#### THE PROBLEM:
Extract the records in full, leaving every picture out.

#### DATA PROVIDED:

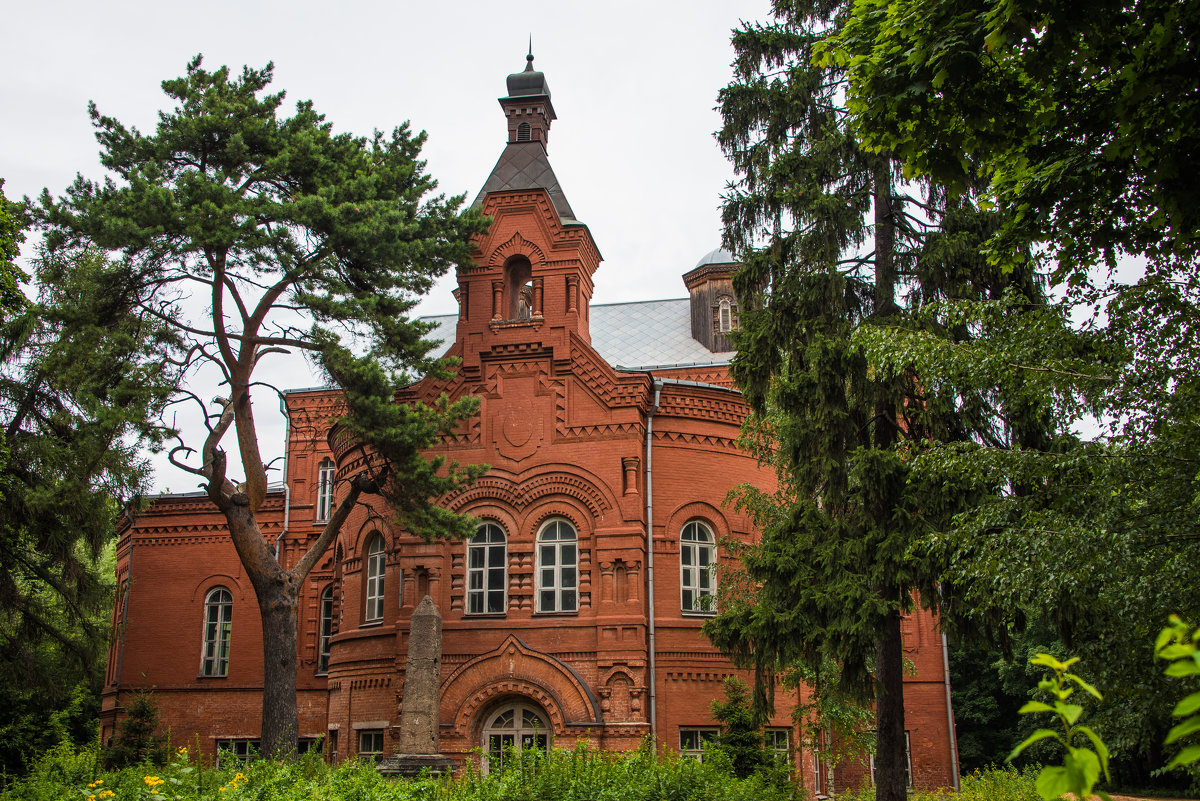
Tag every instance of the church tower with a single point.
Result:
(531, 282)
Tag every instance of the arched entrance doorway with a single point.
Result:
(513, 726)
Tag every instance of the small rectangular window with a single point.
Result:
(324, 491)
(693, 741)
(240, 748)
(371, 745)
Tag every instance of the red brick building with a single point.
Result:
(575, 610)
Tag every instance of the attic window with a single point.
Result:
(725, 315)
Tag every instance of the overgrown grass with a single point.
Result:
(994, 784)
(577, 775)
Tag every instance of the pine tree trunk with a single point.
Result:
(279, 607)
(279, 598)
(891, 759)
(891, 783)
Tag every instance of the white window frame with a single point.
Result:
(217, 634)
(243, 748)
(558, 567)
(694, 739)
(487, 572)
(780, 746)
(725, 315)
(697, 573)
(325, 471)
(324, 628)
(377, 570)
(376, 739)
(527, 727)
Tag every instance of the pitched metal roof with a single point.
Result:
(525, 166)
(640, 336)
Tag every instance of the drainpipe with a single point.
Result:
(649, 550)
(949, 715)
(287, 488)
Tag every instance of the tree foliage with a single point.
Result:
(1084, 119)
(1083, 124)
(832, 242)
(82, 381)
(295, 239)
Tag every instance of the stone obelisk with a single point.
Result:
(420, 706)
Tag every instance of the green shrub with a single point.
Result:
(993, 784)
(563, 775)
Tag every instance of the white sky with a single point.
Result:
(634, 85)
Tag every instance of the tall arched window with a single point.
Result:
(217, 626)
(486, 571)
(697, 554)
(725, 315)
(324, 489)
(557, 567)
(514, 727)
(373, 610)
(324, 630)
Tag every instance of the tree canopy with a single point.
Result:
(297, 240)
(834, 241)
(1083, 124)
(82, 381)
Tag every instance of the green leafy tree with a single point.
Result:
(742, 735)
(11, 276)
(298, 240)
(1083, 124)
(138, 739)
(1085, 120)
(83, 378)
(835, 246)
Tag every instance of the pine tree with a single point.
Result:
(299, 240)
(834, 246)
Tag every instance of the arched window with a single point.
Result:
(517, 288)
(324, 489)
(514, 727)
(486, 571)
(324, 630)
(697, 555)
(217, 622)
(557, 567)
(373, 612)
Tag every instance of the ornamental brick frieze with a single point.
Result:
(701, 676)
(522, 493)
(516, 669)
(699, 440)
(516, 245)
(616, 431)
(679, 404)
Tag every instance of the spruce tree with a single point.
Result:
(835, 244)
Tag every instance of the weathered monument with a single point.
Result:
(419, 711)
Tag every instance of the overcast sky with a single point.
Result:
(634, 85)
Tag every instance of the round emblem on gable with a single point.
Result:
(517, 423)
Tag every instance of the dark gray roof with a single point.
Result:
(720, 256)
(639, 336)
(523, 166)
(529, 83)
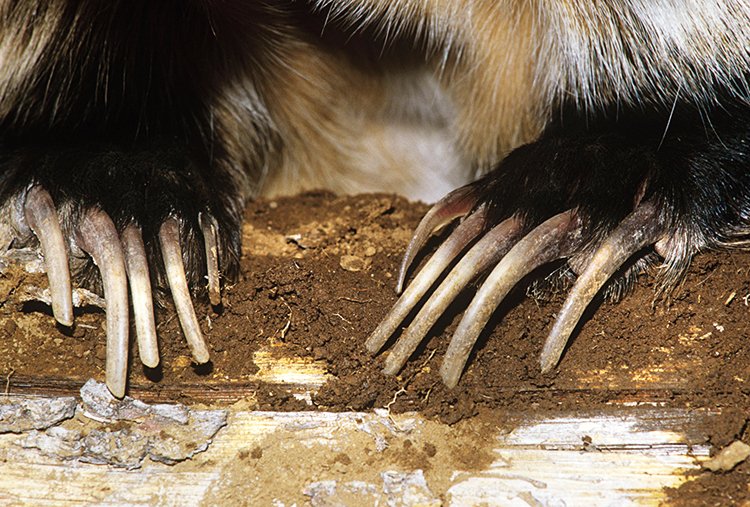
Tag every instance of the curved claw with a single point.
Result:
(40, 214)
(141, 295)
(209, 227)
(454, 205)
(551, 240)
(169, 239)
(453, 245)
(640, 229)
(97, 236)
(483, 254)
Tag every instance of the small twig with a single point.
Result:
(359, 301)
(7, 382)
(730, 298)
(342, 318)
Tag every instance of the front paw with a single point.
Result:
(112, 220)
(607, 207)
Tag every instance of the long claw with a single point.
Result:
(640, 229)
(141, 295)
(169, 238)
(209, 226)
(453, 245)
(454, 205)
(551, 240)
(40, 214)
(483, 254)
(98, 237)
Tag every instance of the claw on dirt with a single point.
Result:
(639, 229)
(169, 239)
(209, 227)
(488, 250)
(454, 205)
(97, 236)
(462, 236)
(41, 217)
(551, 240)
(141, 295)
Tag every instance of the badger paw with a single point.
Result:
(601, 205)
(166, 243)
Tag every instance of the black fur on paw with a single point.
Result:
(109, 219)
(608, 198)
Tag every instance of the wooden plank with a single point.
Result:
(626, 455)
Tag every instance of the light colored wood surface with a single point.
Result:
(624, 456)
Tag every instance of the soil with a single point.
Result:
(318, 274)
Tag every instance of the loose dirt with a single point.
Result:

#### COMPLETE ANSWER:
Tag every instance of the church tower with a single point.
Result:
(531, 282)
Tag every instance of the arched entrance doorway with a single point.
Result:
(513, 726)
Tag every instance of the small rectangular window with a single point.
Result:
(324, 491)
(693, 741)
(240, 748)
(371, 745)
Tag every instance of the red brick building with a single point.
Result:
(575, 610)
Tag every instance of the attic window with a single point.
Result:
(725, 315)
Tag every instance of the overgrown grass with a single point.
Result:
(994, 784)
(577, 775)
Tag every instance of the pine tree trunk with a single point.
Result:
(279, 607)
(279, 598)
(891, 759)
(891, 783)
Tag every instance of the white window frame with a single point.
Result:
(217, 634)
(243, 748)
(558, 567)
(694, 739)
(487, 572)
(780, 746)
(725, 315)
(697, 573)
(325, 471)
(324, 628)
(377, 570)
(376, 739)
(527, 727)
Tag every instance of the pitched metal roof with a single point.
Result:
(525, 166)
(640, 336)
Tag every instance of the drainpipe with a single point.
Result:
(649, 550)
(949, 715)
(287, 488)
Tag every instance of the tree foliage with a single point.
Result:
(1084, 119)
(1083, 124)
(832, 242)
(82, 381)
(295, 239)
Tag every instance of the stone obelisk with a single point.
Result:
(420, 706)
Tag every instance of the green shrub with a single point.
Result:
(993, 784)
(563, 775)
Tag every instance of the white sky with a single point.
Result:
(634, 85)
Tag every instance of the tall arched window with a single point.
Result:
(217, 626)
(486, 571)
(697, 554)
(725, 315)
(324, 489)
(557, 567)
(514, 727)
(373, 610)
(324, 630)
Tag every instance of the tree canopy with a single point.
Result:
(297, 240)
(834, 241)
(1083, 124)
(82, 381)
Tag every instance of the green leafy tree with a single point.
Result:
(742, 735)
(11, 276)
(298, 240)
(1083, 124)
(138, 739)
(1085, 120)
(83, 378)
(835, 246)
Tag every instance of the pine tree with a single point.
Result:
(299, 240)
(834, 246)
Tag every instance of the arched window with a single point.
Result:
(517, 288)
(324, 489)
(514, 727)
(486, 571)
(324, 630)
(697, 555)
(217, 622)
(557, 567)
(373, 612)
Tag every instance of the ornamental brick frieze with a single point.
Result:
(701, 676)
(522, 493)
(516, 669)
(699, 440)
(516, 245)
(616, 431)
(679, 404)
Tag every instance of the spruce tree with a single point.
Result:
(835, 244)
Tag every instance of the weathered monument with a single point.
Result:
(419, 711)
Tag every instance of the overcast sky with a single point.
Result:
(634, 85)
Tag every instance of the round emblem on gable with a single point.
Result:
(517, 423)
Tag every instance of the dark gray roof with a single point.
Result:
(720, 256)
(639, 336)
(523, 166)
(529, 83)
Tag every instance of the curved claw with a single point.
Result:
(40, 214)
(141, 295)
(209, 227)
(454, 205)
(551, 240)
(169, 239)
(453, 245)
(640, 229)
(97, 236)
(483, 254)
Tag every instance of the small twig with a single point.
Result:
(359, 301)
(7, 382)
(730, 298)
(342, 318)
Tag every instance of the front paw with a single point.
Result:
(112, 220)
(607, 207)
Tag every instance of the long claw with a single point.
Result:
(640, 229)
(141, 295)
(169, 238)
(209, 226)
(453, 245)
(454, 205)
(551, 240)
(40, 214)
(483, 254)
(98, 237)
Tag every instance of the claw on dirt with a single point.
Result:
(639, 229)
(169, 239)
(209, 227)
(488, 250)
(454, 205)
(97, 236)
(462, 236)
(41, 217)
(551, 240)
(141, 295)
Tag every instance of the badger paw with a single point.
Result:
(601, 205)
(166, 243)
Tag every instance of the black fur on paw with a single point.
Result:
(109, 219)
(608, 198)
Tag every instance of the wooden plank with a single point.
Result:
(626, 455)
Tag every instance of the light colored wood surface with a single point.
Result:
(624, 456)
Tag every instance of the soil with a single point.
Result:
(318, 274)
Tag every instance of the loose dirt with a single point.
Result:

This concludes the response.